* _Page extract_:
◆ ◆ ◆

Well, it’s been over three weeks since I left Oxford for isolation in Stow and it doesn’t seem that long. Of course I vaguely miss visits to the city’s many pubs and their wide selection of real ales, I miss the music and the intellectual stimulus of lectures and so on and on, but I’ve been busy and spirits are high. I did have one bad night when I feared that the breweries might have to close because of the lock down. But next morning when out running I paused to talk to an old man (my age possibly) who seemed quite desperate for a chat. He told me that he had done all he could to the garden and that his daughters kept him supplied with the essentials.

“What about booze?” I asked semi-jokingly, but actually a question that was at the top of my mind.

He told me that he was a Mason and could get all he needed from the Lodge in Stow, so I asked him if I could sign up. Not really, I’m sure I would be black balled. But he did tell me of a brewery which provided home deliveries in these strange times. I contacted it, but Stow was too far away - so convenient for Cheltenham, Oxford, Cirencester and so on, the town is in fact distant from them all. But then I remembered Purity, one of my favourite beers. I contacted the brewery and they did deliver beer and it was free (the delivery not the beer) provided you ordered enough, I did, and now have it, so that’s something else I need not worry about.

Meanwhile I have been rejected. I volunteered to help the NHS as a home based support caller and was accepted subject to my identity being confirmed. It wasn’t. No idea why, apparently they (RVS) cannot tell you that but provide a long list of possibilities. So I tried again, but no good. They are no longer accepting volunteers. Such a pity. All my Samaritan training going to waste – and I so wanted to do my bit. I feel a little guilty pottering around my little bit of the Cotswolds when others are doing so much to help.

◆ ◆ ◆

* _Dataset rows_:

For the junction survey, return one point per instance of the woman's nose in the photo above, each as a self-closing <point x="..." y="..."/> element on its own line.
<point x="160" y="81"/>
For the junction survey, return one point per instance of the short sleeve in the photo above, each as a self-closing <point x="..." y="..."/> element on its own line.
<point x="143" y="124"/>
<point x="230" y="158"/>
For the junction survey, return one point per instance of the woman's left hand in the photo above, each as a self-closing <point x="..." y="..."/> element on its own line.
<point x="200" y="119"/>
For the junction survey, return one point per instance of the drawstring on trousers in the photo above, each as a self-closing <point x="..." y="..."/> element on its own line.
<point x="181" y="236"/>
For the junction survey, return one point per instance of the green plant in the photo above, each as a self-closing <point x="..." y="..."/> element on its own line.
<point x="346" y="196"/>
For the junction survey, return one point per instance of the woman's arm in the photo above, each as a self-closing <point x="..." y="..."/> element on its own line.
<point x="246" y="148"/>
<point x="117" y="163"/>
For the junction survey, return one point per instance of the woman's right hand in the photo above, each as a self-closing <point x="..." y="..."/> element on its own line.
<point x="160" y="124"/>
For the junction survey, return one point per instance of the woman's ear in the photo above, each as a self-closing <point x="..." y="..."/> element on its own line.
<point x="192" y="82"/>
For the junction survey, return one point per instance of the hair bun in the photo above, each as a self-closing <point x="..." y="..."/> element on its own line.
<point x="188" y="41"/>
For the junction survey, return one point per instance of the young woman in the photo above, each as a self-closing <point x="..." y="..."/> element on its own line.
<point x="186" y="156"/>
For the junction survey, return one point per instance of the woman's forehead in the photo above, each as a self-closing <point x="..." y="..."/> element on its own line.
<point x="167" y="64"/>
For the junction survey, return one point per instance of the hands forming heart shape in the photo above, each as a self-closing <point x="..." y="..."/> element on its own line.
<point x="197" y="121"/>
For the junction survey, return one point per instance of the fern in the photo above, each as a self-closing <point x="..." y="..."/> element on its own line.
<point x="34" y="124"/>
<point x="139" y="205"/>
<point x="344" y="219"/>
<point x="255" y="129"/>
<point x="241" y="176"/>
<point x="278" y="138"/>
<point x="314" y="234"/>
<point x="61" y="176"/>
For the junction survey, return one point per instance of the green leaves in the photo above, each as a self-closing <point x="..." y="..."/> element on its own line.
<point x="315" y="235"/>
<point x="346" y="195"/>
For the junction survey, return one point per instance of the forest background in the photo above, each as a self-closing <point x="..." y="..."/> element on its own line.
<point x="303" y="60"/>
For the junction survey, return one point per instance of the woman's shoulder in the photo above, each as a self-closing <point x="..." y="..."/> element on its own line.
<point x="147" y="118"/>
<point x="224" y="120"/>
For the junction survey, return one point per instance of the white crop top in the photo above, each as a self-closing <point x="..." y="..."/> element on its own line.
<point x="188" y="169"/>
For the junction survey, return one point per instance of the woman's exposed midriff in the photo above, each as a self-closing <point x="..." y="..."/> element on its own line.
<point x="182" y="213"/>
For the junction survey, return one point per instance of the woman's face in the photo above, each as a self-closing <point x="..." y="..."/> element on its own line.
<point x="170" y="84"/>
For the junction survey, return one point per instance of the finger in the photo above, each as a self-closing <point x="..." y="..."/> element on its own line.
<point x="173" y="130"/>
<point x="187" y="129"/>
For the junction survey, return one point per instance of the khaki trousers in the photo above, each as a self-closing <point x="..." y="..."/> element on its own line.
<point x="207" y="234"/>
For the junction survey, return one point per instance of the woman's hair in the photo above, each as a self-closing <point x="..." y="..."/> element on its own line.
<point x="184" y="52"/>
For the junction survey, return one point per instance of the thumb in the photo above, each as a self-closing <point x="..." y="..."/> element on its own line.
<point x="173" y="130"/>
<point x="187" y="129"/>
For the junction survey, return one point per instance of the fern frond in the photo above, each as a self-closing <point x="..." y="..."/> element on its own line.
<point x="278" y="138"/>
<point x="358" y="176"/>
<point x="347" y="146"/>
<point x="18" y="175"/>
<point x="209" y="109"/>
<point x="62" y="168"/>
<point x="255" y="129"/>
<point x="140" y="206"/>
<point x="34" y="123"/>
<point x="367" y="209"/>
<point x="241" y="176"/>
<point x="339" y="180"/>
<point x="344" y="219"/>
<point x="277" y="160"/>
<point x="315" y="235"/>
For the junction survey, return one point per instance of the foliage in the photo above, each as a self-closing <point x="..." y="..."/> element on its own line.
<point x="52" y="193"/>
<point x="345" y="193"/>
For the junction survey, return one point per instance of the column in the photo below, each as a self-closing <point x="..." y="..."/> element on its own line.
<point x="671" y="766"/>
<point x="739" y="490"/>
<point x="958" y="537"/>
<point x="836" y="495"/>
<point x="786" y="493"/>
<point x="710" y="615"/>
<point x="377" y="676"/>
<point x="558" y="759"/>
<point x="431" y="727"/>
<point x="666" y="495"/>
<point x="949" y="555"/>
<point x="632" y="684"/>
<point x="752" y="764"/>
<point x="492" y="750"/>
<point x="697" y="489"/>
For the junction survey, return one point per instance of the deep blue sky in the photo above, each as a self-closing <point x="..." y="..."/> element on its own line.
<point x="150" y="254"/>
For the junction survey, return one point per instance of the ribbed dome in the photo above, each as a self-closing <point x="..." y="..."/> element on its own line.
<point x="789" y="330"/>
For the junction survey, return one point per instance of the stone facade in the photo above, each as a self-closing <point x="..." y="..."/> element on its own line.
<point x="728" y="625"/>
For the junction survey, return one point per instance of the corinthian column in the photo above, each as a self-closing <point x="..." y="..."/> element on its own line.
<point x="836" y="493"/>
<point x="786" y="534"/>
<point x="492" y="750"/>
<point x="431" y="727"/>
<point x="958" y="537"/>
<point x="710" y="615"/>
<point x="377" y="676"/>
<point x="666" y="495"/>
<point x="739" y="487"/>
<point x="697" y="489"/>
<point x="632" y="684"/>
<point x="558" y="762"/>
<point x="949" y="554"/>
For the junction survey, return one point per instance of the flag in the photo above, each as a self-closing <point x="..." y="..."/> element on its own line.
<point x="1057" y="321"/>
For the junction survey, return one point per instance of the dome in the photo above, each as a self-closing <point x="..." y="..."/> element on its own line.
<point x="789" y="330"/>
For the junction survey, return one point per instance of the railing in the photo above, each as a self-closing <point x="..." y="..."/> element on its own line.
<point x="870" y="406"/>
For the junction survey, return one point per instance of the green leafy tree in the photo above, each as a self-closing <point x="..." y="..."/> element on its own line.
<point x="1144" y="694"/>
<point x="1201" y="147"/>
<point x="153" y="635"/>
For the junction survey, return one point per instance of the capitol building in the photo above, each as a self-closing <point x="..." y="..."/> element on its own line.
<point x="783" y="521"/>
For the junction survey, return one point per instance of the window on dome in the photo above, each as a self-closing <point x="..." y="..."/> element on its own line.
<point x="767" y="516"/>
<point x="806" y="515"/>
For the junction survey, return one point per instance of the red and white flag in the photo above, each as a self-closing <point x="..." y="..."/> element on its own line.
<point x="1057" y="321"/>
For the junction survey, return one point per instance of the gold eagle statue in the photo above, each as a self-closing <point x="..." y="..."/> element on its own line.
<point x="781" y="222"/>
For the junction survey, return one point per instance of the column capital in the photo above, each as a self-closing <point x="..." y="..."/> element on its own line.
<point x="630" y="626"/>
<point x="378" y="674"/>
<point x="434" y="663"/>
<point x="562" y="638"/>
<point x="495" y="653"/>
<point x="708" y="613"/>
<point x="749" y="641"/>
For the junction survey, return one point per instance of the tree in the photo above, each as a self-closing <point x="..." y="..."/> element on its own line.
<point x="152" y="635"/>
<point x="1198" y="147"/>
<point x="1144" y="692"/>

◆ ◆ ◆

* _Your tasks_:
A - Decide whether each statement agrees with the Stow lockdown account, answering yes or no and quoting the deciding words: (i) The writer left Oxford more than three weeks ago. (ii) The brewery the old man mentioned was able to deliver to Stow. (iii) The writer's offer to volunteer as a support caller was eventually accepted.
B - Carry on the Stow lockdown account from its final sentence.
The material has no connection to the account of lockdown in Stow.

* _Task results_:
A -
(i) Yes: "it’s been over three weeks since I left Oxford for isolation in Stow"
(ii) No: "I contacted it, but Stow was too far away"
(iii) No: "So I tried again, but no good. They are no longer accepting volunteers."

B -
But I’m busy. I’ve knocked a few things off the to-do list and I finally managed to find someone on the web who could supply hedging. I immediately ordered a bargain bundle of 100 hedge plants of unknown variety for the northern perimeter of our field and ten more specialised shrubs to grow next to the field pond, hopefully the latter will attract birds other than the regular pigeons and crows. The order came much more rapidly than I expected: a huge bundle that I left untouched for the requisite few hours and then set to work, hard work. For each tree I dig a hole in the field (which is not easy because I usually hit stones quite quickly) then I set up a support stick, after which I put a little root growing magic stuff in the hole and then the hedging plant itself. I backfill, water, then replace the turf – upside down. Each planting takes about ¼ of an hour and I have well in excess of 150 to establish – you can do the arithmetic. It’s a big job and a hot one, but the weather is so good that I can mostly work with my shirt off (no photos). And it’s nice to be planting more greenery.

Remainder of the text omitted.